# QUOTED TEXT

Tabular-Only Functions
^^^^^^^^^^^^^^^^^^^^^^

These are slimmed down functions that require :c:data:`primordial_chemistry` = 0 
and use only the tabulated cooling rates (no chemistry).

.. c:function:: int solve_chemistry_table_(int *comoving_coordinates, double *density_units, double *length_units, double *time_units, double *velocity_units, double *a_units, double *a_value, double *dt_value, int *grid_rank, int *grid_dimension, int *grid_start, int *grid_end, gr_float *density, gr_float *internal_energy, gr_float *x_velocity, gr_float *y_velocity, gr_float *z_velocity, gr_float *metal_density);

   Evolves the internal energies over a given timestep by solving the cooling 
   rate equations.  This version allows only for the use of the tabulated 
   cooling functions.

# WORK TO DO
A - Do these statements agree with the tabular-only functions text above? (i) The functions need primordial_chemistry set to 0. (ii) solve_chemistry_table_ evolves internal energies over a timestep. (iii) solve_chemistry_table_ can solve a chemistry network along with the cooling tables. Answer yes or no for each and quote the words of the text that decide it.
B - In the tabular-only functions text above, list every parameter of solve_chemistry_table_ whose type is double *.

# RECORDED DATA
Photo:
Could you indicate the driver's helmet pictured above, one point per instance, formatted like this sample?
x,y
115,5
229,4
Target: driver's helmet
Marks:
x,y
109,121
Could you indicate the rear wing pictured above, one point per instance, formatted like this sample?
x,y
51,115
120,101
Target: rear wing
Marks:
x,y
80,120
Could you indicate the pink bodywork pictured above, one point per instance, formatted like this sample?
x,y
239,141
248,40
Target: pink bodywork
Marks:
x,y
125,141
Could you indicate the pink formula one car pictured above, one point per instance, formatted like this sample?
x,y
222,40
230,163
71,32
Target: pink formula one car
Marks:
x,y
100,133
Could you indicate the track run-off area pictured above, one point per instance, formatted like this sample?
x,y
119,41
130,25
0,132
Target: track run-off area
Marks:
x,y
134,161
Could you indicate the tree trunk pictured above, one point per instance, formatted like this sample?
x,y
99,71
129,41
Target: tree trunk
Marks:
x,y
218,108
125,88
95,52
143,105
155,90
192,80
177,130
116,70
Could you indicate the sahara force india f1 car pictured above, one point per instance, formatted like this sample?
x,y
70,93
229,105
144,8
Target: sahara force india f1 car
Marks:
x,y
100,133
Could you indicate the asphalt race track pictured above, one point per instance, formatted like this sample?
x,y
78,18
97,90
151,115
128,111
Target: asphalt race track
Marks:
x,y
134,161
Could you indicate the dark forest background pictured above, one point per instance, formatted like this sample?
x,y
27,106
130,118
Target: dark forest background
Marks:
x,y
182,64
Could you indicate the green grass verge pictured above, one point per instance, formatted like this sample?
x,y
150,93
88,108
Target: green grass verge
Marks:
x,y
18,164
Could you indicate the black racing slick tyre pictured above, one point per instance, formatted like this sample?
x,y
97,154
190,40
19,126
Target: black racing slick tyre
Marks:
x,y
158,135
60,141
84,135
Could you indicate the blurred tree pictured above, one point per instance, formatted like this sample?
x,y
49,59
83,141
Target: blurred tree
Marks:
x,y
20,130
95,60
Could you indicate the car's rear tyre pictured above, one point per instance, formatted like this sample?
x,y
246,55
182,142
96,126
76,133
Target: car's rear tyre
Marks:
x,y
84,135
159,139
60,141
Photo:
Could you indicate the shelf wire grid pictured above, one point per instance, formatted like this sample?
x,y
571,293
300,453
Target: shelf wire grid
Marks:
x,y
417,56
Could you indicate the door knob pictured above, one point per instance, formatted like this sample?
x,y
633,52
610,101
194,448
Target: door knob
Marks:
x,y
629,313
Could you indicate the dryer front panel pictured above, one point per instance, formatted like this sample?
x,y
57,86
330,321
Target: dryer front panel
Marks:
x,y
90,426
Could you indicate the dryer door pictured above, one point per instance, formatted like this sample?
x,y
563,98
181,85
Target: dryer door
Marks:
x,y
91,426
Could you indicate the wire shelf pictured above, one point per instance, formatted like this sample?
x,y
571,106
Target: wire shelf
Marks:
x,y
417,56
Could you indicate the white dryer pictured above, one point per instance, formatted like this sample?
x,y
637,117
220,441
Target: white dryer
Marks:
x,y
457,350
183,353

# SOLVED TASKS
A -
(i) Yes: "These are slimmed down functions that require :c:data:`primordial_chemistry` = 0"
(ii) Yes: "Evolves the internal energies over a given timestep by solving the cooling rate equations."
(iii) No: "use only the tabulated cooling rates (no chemistry)"

B - density_units, length_units, time_units, velocity_units, a_units, a_value, dt_value